# DATA FOR THIS EXERCISE start

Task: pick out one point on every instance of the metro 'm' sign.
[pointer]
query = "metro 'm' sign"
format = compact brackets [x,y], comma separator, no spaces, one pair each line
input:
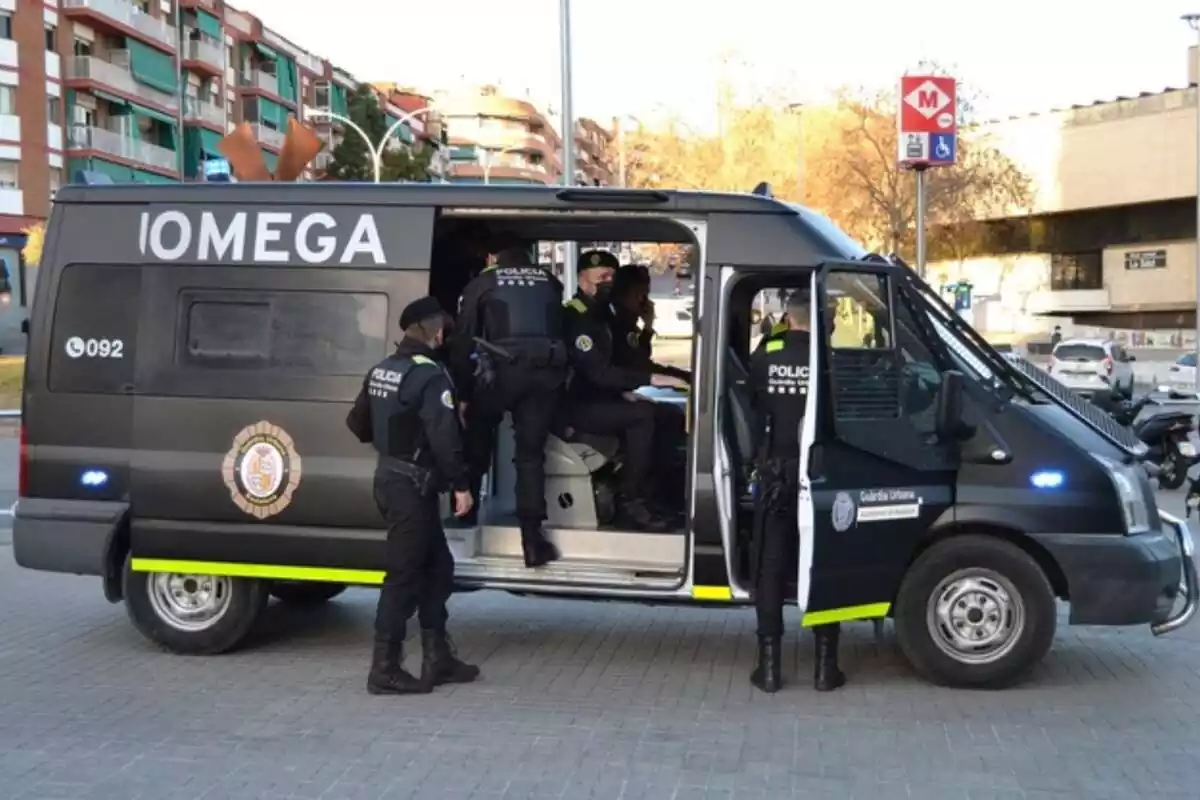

# DATA FOR THIS EXERCISE end

• WRITTEN EXERCISE
Rewrite the rows above, changing "compact brackets" to "square brackets" and keeping everything else the same. Leave the pictures out.

• REPLY
Task: pick out one point on every instance of the metro 'm' sign.
[pointer]
query = "metro 'm' sign"
format = square brackets [x,y], comma separator, no spaces, one pair each line
input:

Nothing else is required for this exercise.